__Text section__:
====================

Hawai`i to benefit from new $11 million grant for biogenesis research

University of Hawaiʻi at Mānoa
Contact:
Tina Shelton, (808) 692-0897
Director of Communications, Office of Dean of Medicine
Posted: Sep 15, 2014

Inside the Institute for Biogenesis Research.
Inside the Institute for Biogenesis Research.
ICSI, a technique used around the world for in vitro fertilization, was discovered at the Manoa IBR.
ICSI, a technique used around the world for in vitro fertilization, was discovered at the Manoa IBR.

The Institute for Biogenesis Research at the John A. Burns School of Medicine has been awarded $10.8 million from the National Institutes of Health to continue its groundbreaking work in reproductive and developmental biomedical research.

The Institute laid the scientific foundation for human in vitro fertilization under founder Dr. Ryuzo Yanagimachi, whose assisted reproductive methods (including ICSI--short for intracytoplasmic sperm injection) are still being used around the world to help infertile couples have children.  The Institute also cloned the world’s first mouse and has developed new, more efficient methods to produce transgenic mice, rabbits, lambs and pigs.  The animals glow green under black light, demonstrating a more-efficient genetic manipulation technique developed in Hawai`i.  That technique may lead to new and competitively efficient ways to produce medicines.

Institute scientists competed with researchers all over the U.S. to win this phase-two “Centers of Biomedical Research Excellence" award.  The new grant brings the Institute’s total research dollar awards to nearly $40 million in the past 15 years.

“This is a very good measurement of success for the Institute,” said Dr. Steven Ward, Director of the Institute for Biogenesis Research. “Any research institute is measured by its notoriety worldwide, which we’ve also had recently. It is measured by the success of its faculty members, and by the amount of federal dollars it can bring in. So we’re very pleased that we were just awarded this second $11 million grant.”

Ward said Hawai`i residents benefit from the research award, because nearly all of the funds are spent here in the Islands.

“The $10.8 million grant that we just brought in, 80% or $8.7 million of that goes directly into the Hawai‘i economy,” said Ward.

====================

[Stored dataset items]
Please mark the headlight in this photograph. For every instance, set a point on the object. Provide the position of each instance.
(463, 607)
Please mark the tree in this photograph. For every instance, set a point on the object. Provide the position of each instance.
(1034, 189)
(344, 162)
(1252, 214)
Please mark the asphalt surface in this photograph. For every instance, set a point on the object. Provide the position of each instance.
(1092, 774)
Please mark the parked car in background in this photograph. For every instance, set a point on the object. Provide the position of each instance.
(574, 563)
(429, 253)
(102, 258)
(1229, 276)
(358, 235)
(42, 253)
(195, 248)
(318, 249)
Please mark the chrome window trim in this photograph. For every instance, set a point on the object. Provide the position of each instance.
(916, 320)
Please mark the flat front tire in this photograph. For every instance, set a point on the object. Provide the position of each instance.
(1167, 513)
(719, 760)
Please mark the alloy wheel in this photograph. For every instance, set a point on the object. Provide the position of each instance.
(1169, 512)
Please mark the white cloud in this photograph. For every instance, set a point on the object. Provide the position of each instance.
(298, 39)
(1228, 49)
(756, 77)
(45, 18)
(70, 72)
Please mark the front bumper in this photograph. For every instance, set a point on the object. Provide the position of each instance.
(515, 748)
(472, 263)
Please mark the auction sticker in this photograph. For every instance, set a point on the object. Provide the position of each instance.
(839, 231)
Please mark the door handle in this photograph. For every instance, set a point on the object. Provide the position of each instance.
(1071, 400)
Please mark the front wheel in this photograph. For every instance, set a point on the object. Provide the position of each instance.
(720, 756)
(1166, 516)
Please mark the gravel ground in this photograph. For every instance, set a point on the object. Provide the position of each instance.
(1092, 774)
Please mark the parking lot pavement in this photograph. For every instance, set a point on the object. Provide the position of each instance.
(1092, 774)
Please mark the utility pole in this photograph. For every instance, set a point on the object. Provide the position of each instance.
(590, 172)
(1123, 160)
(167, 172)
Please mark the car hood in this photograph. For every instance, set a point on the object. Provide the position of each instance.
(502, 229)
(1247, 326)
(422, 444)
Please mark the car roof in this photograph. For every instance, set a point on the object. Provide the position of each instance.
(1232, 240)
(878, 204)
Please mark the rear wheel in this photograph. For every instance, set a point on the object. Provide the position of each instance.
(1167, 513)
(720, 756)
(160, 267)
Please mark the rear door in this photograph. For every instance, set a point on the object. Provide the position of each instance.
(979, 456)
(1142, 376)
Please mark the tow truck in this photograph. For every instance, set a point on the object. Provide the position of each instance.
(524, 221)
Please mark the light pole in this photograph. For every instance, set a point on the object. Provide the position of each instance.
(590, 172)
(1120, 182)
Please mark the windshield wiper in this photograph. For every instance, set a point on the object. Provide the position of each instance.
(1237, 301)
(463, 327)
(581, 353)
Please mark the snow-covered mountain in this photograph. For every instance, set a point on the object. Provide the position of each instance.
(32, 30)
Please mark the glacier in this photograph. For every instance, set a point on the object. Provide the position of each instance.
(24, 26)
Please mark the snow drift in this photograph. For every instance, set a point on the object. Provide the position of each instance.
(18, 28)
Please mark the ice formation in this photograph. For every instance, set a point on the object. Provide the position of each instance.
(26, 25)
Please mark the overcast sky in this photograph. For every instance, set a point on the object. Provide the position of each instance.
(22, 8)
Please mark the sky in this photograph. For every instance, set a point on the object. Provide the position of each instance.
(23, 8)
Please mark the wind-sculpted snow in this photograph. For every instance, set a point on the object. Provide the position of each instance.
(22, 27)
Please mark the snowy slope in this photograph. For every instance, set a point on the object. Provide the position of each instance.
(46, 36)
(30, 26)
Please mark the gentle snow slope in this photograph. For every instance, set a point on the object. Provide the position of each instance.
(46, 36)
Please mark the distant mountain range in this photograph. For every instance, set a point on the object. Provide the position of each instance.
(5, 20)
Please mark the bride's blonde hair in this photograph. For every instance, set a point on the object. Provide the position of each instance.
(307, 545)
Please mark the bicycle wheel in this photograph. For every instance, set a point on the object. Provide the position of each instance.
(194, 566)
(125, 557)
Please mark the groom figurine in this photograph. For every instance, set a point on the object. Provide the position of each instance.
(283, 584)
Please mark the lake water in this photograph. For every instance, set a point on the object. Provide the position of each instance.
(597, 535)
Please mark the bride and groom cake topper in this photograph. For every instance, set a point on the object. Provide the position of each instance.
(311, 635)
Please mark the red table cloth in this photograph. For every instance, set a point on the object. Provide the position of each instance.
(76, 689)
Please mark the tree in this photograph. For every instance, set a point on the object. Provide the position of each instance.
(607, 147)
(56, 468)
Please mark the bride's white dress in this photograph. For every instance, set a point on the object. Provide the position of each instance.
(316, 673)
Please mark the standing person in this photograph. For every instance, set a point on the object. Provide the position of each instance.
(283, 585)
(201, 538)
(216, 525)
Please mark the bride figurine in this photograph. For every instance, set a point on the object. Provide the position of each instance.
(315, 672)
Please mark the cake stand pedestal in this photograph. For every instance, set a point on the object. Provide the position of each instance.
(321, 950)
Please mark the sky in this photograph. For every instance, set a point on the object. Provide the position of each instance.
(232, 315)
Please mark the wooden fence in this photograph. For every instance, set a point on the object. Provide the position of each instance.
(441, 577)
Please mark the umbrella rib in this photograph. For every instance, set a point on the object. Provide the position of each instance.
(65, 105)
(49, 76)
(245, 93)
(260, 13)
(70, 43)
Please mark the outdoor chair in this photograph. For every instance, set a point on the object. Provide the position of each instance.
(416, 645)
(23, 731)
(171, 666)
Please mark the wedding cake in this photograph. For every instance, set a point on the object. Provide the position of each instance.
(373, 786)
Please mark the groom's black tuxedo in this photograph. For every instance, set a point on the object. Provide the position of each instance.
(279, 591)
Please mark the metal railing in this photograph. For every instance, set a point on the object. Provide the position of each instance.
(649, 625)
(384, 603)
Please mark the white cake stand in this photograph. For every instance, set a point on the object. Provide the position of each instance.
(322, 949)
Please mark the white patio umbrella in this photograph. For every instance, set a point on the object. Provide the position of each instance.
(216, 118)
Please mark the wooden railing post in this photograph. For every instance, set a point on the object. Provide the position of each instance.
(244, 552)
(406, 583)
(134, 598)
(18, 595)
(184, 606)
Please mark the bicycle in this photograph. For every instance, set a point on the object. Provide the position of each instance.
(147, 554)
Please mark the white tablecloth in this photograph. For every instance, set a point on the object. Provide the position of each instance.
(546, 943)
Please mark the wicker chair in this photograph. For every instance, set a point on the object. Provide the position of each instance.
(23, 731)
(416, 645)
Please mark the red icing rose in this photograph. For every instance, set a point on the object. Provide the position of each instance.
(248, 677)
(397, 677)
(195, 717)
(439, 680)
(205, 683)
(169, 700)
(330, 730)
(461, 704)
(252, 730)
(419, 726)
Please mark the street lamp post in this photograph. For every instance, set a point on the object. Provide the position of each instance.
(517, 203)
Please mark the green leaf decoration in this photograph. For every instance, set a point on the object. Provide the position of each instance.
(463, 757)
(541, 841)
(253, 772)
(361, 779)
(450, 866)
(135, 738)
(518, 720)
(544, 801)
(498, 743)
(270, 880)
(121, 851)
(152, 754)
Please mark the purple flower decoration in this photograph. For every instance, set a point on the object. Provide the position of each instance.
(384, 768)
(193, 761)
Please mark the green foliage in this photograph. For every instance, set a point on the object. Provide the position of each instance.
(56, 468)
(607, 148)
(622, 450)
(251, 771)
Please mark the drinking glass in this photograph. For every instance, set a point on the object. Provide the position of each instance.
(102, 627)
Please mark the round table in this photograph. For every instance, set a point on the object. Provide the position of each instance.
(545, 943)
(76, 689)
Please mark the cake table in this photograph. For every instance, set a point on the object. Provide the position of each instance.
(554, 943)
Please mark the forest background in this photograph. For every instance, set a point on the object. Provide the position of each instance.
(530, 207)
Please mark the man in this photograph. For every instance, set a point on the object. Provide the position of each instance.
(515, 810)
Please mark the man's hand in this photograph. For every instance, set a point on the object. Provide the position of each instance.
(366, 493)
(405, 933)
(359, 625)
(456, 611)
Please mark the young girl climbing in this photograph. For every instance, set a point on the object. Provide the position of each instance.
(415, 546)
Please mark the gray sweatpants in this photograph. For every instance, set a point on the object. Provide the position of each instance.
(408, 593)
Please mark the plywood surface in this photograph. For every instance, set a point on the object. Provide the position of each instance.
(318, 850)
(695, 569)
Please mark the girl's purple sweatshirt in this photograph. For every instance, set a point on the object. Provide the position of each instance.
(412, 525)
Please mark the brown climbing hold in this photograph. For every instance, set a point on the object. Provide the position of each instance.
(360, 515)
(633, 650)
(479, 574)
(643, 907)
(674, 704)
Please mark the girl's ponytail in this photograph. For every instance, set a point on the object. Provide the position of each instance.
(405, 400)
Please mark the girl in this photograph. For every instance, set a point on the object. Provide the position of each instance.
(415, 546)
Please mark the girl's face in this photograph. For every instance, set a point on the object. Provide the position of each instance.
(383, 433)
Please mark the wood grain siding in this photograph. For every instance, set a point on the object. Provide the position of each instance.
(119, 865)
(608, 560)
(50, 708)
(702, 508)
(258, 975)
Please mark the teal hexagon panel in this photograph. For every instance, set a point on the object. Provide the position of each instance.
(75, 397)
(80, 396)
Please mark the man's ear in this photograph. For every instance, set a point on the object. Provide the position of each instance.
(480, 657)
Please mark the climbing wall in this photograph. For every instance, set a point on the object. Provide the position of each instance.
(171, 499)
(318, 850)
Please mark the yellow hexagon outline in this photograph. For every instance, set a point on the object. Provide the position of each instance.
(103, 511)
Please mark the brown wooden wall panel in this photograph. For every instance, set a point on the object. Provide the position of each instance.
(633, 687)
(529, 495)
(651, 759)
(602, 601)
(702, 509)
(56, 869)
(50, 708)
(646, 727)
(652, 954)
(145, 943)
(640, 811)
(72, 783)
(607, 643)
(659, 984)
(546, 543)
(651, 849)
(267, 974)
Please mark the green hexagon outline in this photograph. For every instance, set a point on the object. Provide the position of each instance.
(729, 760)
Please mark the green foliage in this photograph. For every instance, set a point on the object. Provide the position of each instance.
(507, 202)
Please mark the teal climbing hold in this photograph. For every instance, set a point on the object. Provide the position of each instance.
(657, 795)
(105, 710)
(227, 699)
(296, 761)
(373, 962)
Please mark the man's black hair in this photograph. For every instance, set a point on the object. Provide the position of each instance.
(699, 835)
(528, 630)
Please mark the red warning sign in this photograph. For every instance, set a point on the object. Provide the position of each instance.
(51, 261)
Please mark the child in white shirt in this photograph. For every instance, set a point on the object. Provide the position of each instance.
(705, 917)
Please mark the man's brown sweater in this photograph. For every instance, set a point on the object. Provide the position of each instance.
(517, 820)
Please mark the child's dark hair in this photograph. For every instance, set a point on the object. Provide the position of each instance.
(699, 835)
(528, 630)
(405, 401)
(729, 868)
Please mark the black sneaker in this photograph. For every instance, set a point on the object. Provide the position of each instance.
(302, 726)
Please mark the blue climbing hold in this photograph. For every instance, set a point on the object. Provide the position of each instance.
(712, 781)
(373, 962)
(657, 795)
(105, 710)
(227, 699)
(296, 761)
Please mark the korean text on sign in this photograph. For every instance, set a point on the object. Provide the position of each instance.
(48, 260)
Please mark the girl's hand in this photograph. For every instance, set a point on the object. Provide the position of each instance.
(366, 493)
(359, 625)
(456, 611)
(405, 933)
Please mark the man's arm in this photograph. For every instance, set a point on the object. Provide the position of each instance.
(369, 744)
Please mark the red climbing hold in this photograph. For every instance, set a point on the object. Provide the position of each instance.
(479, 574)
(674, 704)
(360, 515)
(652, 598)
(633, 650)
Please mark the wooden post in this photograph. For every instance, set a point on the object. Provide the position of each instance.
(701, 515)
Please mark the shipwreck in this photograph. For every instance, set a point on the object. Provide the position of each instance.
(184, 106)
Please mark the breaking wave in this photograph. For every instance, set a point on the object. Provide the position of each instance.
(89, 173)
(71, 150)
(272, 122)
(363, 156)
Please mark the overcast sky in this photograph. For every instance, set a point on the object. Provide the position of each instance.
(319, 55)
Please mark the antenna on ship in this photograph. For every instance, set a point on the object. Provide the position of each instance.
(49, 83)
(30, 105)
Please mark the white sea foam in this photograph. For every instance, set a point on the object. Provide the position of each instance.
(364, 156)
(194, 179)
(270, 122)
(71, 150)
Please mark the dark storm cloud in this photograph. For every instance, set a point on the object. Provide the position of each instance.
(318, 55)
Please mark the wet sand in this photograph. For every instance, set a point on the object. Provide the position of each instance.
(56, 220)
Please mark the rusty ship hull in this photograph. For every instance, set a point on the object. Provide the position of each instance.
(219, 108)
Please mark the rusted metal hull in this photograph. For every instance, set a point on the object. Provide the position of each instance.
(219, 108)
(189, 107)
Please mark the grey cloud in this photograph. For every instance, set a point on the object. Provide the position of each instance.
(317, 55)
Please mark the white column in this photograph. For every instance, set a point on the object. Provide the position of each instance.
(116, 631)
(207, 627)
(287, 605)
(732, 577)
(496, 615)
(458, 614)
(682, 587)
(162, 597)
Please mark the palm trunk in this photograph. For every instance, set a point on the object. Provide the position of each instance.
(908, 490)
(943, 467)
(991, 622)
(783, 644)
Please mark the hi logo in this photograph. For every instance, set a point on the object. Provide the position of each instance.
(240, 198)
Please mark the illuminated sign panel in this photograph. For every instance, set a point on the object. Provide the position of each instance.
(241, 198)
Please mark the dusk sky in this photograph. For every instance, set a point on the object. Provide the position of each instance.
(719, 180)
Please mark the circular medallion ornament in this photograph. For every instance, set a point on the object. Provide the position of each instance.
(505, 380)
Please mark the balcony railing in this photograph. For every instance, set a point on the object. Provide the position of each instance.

====================

__To do__:
a: Repeat the grant announcement from "Institute scientists competed" to "past 15 years.".
b: Who founded the Institute, according to the grant announcement?
c: According to the grant announcement, why do Hawai`i residents benefit from the research award? Explain in one to three sentences.

__Task results__:
a:
Institute scientists competed with researchers all over the U.S. to win this phase-two “Centers of Biomedical Research Excellence" award.  The new grant brings the Institute’s total research dollar awards to nearly $40 million in the past 15 years.

b: Dr. Ryuzo Yanagimachi.

c: Nearly all of the funds are spent in the Islands. Of the $10.8 million grant, 80%, or $8.7 million, goes directly into the Hawai‘i economy.